» WHAT YOU ARE ASKED TO DO: Within the records below, reproduce without change the lines from the line that has "the player's knee" through the line that has "of the blurred", and only those.

» INPUT DATA:
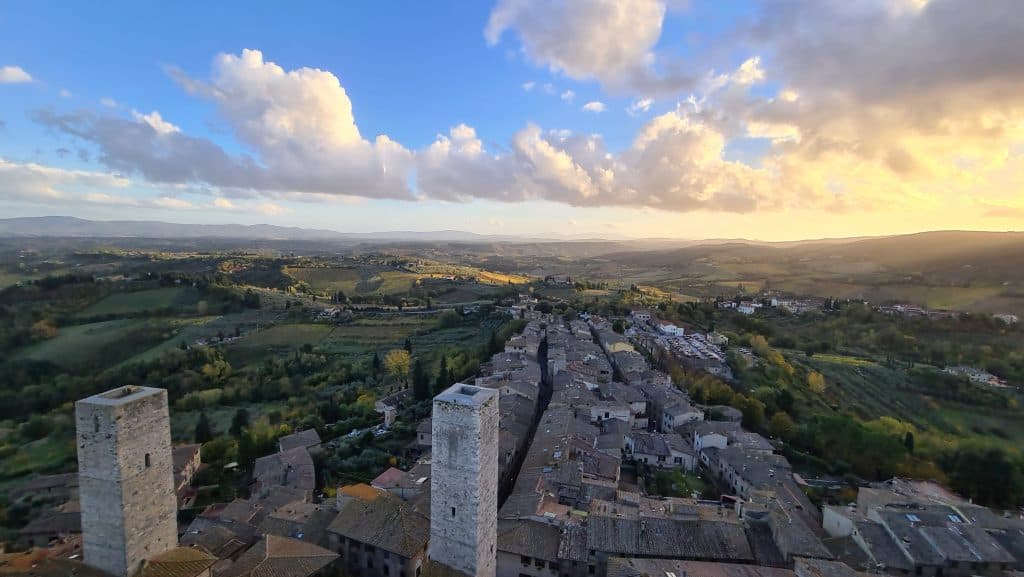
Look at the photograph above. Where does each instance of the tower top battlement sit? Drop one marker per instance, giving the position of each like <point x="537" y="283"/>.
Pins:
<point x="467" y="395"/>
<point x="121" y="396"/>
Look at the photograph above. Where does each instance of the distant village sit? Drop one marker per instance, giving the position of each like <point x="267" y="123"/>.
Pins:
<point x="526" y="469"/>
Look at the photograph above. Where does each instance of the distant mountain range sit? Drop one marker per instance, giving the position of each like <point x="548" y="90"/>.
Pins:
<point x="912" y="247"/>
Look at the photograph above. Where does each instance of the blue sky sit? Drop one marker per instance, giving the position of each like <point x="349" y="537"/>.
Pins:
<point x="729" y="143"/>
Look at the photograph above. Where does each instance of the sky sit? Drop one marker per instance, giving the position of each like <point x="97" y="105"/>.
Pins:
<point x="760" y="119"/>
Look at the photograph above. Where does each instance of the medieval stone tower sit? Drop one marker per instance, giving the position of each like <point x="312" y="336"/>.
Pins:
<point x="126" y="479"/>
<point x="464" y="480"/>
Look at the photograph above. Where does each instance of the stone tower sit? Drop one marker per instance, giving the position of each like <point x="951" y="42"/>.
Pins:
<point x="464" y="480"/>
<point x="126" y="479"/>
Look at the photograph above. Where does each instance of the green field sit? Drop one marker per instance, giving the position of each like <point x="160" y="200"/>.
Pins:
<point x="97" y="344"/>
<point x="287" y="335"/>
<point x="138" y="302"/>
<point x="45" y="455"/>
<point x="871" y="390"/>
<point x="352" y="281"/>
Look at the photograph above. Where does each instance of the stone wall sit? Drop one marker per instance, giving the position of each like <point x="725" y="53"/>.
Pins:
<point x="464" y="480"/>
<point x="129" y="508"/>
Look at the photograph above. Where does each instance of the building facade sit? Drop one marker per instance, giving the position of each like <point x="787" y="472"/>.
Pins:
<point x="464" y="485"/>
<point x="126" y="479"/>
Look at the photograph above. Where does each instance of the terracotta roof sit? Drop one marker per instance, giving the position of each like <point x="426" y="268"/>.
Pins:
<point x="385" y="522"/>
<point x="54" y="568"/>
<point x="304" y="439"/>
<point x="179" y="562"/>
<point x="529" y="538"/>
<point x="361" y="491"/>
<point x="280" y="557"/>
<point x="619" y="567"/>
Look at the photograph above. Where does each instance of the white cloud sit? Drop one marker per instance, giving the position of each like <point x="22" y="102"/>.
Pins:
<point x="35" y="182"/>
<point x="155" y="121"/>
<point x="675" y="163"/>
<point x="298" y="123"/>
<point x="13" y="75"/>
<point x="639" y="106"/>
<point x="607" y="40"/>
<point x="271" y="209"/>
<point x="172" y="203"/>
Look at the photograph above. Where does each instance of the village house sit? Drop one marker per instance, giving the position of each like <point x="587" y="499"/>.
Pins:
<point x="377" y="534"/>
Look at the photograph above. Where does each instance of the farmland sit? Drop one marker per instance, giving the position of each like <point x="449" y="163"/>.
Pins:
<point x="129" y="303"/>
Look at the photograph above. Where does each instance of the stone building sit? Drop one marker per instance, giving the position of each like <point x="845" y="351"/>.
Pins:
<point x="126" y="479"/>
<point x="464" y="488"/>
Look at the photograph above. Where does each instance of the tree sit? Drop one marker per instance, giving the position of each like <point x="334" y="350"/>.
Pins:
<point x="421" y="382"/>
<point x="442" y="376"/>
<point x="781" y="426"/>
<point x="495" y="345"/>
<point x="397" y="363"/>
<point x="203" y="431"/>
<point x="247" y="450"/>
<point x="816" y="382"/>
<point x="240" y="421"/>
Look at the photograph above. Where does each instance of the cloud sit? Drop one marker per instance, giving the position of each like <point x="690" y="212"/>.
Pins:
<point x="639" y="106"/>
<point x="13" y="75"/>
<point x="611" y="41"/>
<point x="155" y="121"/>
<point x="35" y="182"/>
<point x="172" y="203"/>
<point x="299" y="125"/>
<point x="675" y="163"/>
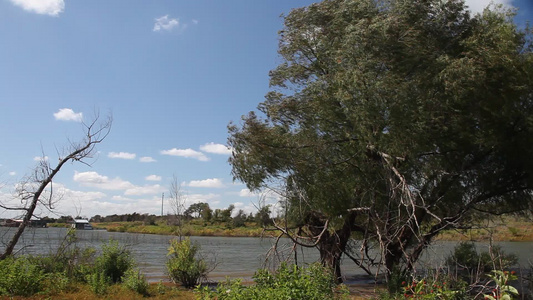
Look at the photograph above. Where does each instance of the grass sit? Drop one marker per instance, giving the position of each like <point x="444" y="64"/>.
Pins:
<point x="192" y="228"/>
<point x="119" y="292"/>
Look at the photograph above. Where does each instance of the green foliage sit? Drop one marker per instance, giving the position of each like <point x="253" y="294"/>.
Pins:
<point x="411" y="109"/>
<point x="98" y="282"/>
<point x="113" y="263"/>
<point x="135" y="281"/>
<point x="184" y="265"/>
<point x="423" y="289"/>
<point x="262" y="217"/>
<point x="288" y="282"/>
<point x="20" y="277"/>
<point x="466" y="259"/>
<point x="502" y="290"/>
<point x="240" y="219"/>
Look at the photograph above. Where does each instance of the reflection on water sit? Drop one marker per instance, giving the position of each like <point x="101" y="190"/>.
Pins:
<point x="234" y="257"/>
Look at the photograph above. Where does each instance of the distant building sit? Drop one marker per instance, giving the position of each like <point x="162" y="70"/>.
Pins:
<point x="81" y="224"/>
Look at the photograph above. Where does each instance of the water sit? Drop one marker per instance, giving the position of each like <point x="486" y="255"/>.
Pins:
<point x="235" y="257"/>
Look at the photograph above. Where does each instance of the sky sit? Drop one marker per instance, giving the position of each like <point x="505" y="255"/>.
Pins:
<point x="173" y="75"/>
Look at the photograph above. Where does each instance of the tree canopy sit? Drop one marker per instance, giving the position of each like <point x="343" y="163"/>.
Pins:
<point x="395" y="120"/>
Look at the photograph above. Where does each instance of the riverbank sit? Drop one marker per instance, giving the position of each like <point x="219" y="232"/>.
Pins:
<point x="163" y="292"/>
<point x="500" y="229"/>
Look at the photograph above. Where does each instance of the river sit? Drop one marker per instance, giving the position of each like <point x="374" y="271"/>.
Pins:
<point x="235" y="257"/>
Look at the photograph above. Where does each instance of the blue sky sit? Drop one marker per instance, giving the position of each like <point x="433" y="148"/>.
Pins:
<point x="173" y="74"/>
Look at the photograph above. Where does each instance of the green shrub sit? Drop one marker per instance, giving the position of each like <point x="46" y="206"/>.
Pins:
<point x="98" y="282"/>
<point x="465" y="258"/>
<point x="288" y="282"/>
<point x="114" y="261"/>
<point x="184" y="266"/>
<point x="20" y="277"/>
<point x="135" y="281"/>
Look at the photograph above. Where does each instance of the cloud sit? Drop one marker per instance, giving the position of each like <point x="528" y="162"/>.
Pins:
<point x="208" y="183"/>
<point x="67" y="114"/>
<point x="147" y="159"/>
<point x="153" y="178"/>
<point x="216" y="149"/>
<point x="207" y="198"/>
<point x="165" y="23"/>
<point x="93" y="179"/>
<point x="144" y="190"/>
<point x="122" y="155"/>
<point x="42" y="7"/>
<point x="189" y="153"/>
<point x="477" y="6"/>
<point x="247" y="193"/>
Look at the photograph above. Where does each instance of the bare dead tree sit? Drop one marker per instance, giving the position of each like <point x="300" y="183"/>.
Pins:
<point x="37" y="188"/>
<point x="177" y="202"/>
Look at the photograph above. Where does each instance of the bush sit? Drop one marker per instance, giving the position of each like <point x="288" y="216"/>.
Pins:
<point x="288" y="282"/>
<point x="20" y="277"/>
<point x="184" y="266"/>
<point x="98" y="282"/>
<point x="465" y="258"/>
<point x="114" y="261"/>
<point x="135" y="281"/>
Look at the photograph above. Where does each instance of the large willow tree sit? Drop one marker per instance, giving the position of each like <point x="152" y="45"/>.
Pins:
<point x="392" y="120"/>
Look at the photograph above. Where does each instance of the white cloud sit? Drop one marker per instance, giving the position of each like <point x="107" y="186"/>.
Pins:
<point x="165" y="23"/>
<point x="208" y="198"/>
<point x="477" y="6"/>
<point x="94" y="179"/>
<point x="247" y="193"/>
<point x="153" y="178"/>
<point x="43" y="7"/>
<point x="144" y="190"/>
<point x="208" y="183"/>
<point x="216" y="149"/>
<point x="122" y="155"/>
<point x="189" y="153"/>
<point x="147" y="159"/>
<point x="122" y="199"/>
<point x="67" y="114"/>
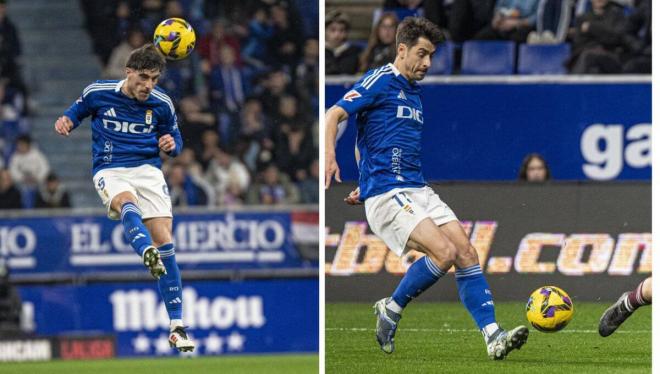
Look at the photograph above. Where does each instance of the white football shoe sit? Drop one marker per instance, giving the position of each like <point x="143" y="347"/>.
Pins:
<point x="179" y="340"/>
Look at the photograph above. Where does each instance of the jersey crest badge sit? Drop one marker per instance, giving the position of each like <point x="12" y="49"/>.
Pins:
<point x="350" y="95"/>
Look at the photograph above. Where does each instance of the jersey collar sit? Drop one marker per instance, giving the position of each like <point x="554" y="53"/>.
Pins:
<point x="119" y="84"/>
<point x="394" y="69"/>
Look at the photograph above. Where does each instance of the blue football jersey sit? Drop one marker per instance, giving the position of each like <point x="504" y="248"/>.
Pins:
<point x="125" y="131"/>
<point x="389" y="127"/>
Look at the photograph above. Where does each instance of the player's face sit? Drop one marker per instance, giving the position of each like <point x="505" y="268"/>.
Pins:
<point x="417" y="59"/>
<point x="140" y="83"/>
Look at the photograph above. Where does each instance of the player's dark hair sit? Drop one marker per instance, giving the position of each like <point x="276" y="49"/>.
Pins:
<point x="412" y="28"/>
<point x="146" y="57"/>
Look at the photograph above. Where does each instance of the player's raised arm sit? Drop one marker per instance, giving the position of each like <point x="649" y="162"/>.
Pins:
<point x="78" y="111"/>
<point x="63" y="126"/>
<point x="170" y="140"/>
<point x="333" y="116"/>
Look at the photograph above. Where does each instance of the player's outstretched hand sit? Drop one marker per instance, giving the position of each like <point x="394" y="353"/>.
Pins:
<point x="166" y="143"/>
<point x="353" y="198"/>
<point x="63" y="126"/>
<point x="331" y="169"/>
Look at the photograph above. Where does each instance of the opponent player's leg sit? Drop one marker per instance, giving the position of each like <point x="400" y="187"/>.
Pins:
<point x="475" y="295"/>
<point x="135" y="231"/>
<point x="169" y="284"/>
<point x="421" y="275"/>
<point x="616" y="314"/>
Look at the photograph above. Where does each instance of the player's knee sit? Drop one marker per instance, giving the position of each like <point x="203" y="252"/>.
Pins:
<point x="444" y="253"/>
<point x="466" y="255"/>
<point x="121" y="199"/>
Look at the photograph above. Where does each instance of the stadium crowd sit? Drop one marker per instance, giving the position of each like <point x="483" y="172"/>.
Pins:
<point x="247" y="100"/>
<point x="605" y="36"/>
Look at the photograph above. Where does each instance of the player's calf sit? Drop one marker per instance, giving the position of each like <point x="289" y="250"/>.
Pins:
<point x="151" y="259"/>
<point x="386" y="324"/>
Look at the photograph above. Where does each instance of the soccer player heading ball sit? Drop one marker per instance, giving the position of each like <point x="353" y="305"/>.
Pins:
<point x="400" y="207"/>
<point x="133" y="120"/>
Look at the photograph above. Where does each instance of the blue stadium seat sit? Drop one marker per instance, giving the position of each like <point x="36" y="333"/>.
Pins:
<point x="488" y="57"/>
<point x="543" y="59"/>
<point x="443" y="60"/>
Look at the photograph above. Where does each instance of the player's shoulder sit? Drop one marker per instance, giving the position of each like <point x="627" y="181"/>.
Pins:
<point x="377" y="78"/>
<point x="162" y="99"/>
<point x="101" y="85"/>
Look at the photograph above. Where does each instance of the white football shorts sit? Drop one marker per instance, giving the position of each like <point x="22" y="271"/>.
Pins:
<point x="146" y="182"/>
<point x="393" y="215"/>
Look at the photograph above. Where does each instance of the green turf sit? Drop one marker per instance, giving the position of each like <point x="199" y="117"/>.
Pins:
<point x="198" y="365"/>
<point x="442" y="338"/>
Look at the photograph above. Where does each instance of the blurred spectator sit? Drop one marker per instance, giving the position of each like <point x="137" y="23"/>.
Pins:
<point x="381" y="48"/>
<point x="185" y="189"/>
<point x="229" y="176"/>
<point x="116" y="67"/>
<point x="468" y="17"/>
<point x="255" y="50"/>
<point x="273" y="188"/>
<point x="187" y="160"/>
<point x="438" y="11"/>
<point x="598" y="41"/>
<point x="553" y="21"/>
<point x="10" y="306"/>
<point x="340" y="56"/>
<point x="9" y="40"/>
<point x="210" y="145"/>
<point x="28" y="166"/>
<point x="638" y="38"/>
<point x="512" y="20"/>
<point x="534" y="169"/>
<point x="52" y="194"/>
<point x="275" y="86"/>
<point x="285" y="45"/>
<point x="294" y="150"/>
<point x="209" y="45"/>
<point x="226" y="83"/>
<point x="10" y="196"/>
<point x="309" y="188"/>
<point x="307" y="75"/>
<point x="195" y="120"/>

» EXERCISE ANSWER:
Look at the photograph above. Where does each instance of the player's knee sit? Drop one marker per instance, giving the position of each like <point x="203" y="252"/>.
Pins:
<point x="444" y="253"/>
<point x="466" y="255"/>
<point x="121" y="199"/>
Look at the photograph above. Where does each instance of the stadium crowd sit? Drop one marker per instance, giving the position of each like <point x="483" y="172"/>.
Pins:
<point x="247" y="100"/>
<point x="605" y="36"/>
Look at the photograph above. Where does each instance of the player's calf sit? Drop one marker per instance, giving the position of each like <point x="289" y="250"/>.
Pins:
<point x="151" y="259"/>
<point x="386" y="324"/>
Look at the photograph above. Where does each instance of the soccer player heading ball sit? Drop one marker per instance, giving the position of each like <point x="353" y="305"/>.
Pins:
<point x="400" y="207"/>
<point x="133" y="120"/>
Look at the photograph above. Where does each instance of the blue stadium seat sit? Drop one marker per instance, giving the position of each like <point x="36" y="333"/>.
Pins:
<point x="488" y="57"/>
<point x="543" y="59"/>
<point x="443" y="60"/>
Look at the photograph above. Where does each instance of the player's shoulder sit? Drop one marker per instance, giving the position of each like <point x="627" y="181"/>.
Pins:
<point x="377" y="78"/>
<point x="162" y="99"/>
<point x="101" y="85"/>
Look at the photograph above. Where does each instance of the white football shorts sit? Drop one marker per instance, giving the position of each like <point x="22" y="271"/>.
Pins:
<point x="146" y="182"/>
<point x="393" y="215"/>
Look at the photograph above. Where does each instance of the green turf sit? Drop one marker per instance, giving the position of each like <point x="199" y="117"/>.
Pins:
<point x="198" y="365"/>
<point x="442" y="338"/>
Look at the photograph above. Where does each instance of the blurred spectator sit? Drop one marker per instance, giving the position of each like <point x="137" y="23"/>.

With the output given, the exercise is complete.